◆ **Short task**:
Set down every record once more, exactly as given.
═══ Given data ═══
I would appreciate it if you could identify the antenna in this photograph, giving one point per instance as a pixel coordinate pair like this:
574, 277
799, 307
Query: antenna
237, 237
═══
◆ **Task result**:
I would appreciate it if you could identify the antenna in this photograph, giving one point per instance as a pixel coordinate pair like this:
574, 277
799, 307
Query: antenna
237, 237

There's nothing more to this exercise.